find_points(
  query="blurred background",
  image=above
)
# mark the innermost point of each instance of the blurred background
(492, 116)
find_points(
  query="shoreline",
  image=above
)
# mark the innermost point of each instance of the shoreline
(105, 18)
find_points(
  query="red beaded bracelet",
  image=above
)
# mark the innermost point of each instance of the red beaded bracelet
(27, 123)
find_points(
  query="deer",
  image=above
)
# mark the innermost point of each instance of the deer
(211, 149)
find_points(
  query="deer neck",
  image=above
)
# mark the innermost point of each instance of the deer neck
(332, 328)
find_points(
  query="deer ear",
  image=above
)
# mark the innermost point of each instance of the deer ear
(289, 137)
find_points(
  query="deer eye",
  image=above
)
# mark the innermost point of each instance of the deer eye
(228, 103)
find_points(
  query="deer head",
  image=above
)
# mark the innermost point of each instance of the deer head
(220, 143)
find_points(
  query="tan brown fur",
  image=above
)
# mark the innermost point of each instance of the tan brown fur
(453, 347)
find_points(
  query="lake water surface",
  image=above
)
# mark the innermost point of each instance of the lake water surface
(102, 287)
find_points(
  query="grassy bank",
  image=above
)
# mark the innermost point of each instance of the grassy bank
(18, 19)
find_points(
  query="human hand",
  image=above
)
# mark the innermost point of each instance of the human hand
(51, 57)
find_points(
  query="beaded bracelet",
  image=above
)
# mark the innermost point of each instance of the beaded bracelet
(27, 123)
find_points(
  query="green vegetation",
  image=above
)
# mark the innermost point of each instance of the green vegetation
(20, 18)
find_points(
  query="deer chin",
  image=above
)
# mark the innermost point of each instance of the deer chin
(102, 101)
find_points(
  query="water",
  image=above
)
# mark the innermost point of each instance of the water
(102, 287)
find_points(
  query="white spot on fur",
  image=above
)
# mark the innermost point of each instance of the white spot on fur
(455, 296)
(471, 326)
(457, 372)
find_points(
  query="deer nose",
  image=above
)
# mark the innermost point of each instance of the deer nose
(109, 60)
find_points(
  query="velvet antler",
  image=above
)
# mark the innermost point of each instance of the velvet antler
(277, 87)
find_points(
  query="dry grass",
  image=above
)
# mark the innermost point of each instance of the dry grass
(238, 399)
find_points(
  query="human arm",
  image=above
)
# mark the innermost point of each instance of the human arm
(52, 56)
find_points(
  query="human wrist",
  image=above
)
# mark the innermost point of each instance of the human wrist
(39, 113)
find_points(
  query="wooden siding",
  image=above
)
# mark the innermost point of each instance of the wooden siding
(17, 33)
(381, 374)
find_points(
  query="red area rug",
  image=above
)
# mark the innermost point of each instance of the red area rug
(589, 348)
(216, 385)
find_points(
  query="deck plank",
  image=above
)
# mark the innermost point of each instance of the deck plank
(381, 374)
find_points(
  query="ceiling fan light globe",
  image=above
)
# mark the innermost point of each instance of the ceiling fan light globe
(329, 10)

==================================================

The data must be given again in full. Keep every line identical.

find_points(
  query="blurred background",
  image=above
)
# mark the innermost point of each instance of the blurred background
(492, 116)
find_points(
  query="shoreline",
  image=above
)
# mark the innermost point of each instance of the shoreline
(105, 18)
find_points(
  query="red beaded bracelet",
  image=above
)
# mark the innermost point of each instance of the red beaded bracelet
(27, 123)
find_points(
  query="deer",
  image=above
)
# mark the innermost point of each instance of the deer
(211, 149)
find_points(
  query="deer neck",
  image=above
)
# mark the innermost point of each instance of the deer neck
(332, 328)
find_points(
  query="deer ear",
  image=above
)
# mark the innermost point of each instance of the deer ear
(289, 137)
find_points(
  query="deer eye",
  image=above
)
# mark the innermost point of each instance of the deer eye
(228, 103)
find_points(
  query="deer head",
  image=above
)
# mark the innermost point of each instance of the deer head
(220, 143)
find_points(
  query="tan brown fur",
  image=above
)
# mark the innermost point of each instance of the tan brown fur
(453, 347)
find_points(
  query="lake water surface",
  image=above
)
# mark the innermost point of each instance of the lake water surface
(102, 287)
find_points(
  query="grassy bank",
  image=above
)
# mark the innermost point of each instance of the grassy bank
(18, 19)
find_points(
  query="human hand",
  image=above
)
# mark the innermost point of each instance of the human hand
(51, 57)
find_points(
  query="beaded bracelet",
  image=above
)
# mark the innermost point of each instance of the beaded bracelet
(27, 123)
find_points(
  query="green vegetation",
  image=above
)
# mark the innermost point of each instance of the green vegetation
(20, 18)
find_points(
  query="deer chin",
  image=above
)
# mark the innermost point of each instance of the deer chin
(102, 101)
find_points(
  query="water",
  image=above
)
# mark the innermost point of each instance of the water
(102, 287)
find_points(
  query="white spot on fur",
  image=above
)
# mark the innermost point of each instance of the white spot on fur
(455, 296)
(471, 326)
(457, 372)
find_points(
  query="deer nose",
  image=above
)
# mark the innermost point of each instance of the deer nose
(109, 60)
find_points(
  query="velvet antler",
  image=above
)
# mark the innermost point of each instance of the velvet antler
(277, 87)
find_points(
  query="dry grass",
  image=above
)
# mark the innermost point of each instance of the dry grass
(238, 399)
find_points(
  query="human arm",
  image=above
)
# mark the innermost point of each instance of the human arm
(52, 56)
find_points(
  query="human wrist",
  image=above
)
# mark the innermost point of each instance of the human wrist
(39, 113)
find_points(
  query="wooden siding",
  image=above
)
# mark the innermost point of each instance of the wooden siding
(17, 33)
(381, 374)
find_points(
  query="red area rug",
  image=above
)
# mark the innermost point of each instance of the red area rug
(589, 348)
(216, 385)
find_points(
  query="deck plank",
  image=above
)
# mark the innermost point of each instance of the deck plank
(381, 374)
find_points(
  query="ceiling fan light globe",
  image=above
)
# mark the innermost point of each instance of the ceiling fan light globe
(329, 10)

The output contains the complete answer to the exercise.